(Point-per-instance localization data)

—————

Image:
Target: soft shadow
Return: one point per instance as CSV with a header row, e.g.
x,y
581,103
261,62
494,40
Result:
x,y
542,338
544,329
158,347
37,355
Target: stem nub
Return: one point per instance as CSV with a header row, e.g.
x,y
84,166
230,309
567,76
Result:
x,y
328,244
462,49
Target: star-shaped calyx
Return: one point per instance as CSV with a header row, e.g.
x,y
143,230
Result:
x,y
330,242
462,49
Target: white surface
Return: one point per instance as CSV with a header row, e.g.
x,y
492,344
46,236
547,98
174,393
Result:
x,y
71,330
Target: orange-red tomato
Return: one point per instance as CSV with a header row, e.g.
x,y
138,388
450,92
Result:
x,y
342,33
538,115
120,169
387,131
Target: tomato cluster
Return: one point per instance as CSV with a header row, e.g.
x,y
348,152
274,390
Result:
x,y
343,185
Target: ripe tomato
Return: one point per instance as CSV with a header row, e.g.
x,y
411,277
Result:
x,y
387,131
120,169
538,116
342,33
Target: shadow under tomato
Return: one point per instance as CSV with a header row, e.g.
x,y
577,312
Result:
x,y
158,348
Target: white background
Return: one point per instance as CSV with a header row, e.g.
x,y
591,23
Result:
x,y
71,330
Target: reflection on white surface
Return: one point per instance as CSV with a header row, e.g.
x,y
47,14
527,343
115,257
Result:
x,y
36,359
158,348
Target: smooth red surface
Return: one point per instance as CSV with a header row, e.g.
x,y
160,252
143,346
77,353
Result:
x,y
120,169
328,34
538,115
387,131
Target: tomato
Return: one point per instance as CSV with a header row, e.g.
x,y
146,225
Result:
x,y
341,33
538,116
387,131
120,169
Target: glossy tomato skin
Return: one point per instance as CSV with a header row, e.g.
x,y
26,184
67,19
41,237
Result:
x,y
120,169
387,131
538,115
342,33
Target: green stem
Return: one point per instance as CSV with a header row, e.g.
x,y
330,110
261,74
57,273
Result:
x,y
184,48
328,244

—————

EXERCISE REQUIREMENTS:
Where does the word "shadow" appear in the records above? Return every line that holds it.

EXERCISE SOLUTION:
Target: soft shadow
Target: shadow under tomato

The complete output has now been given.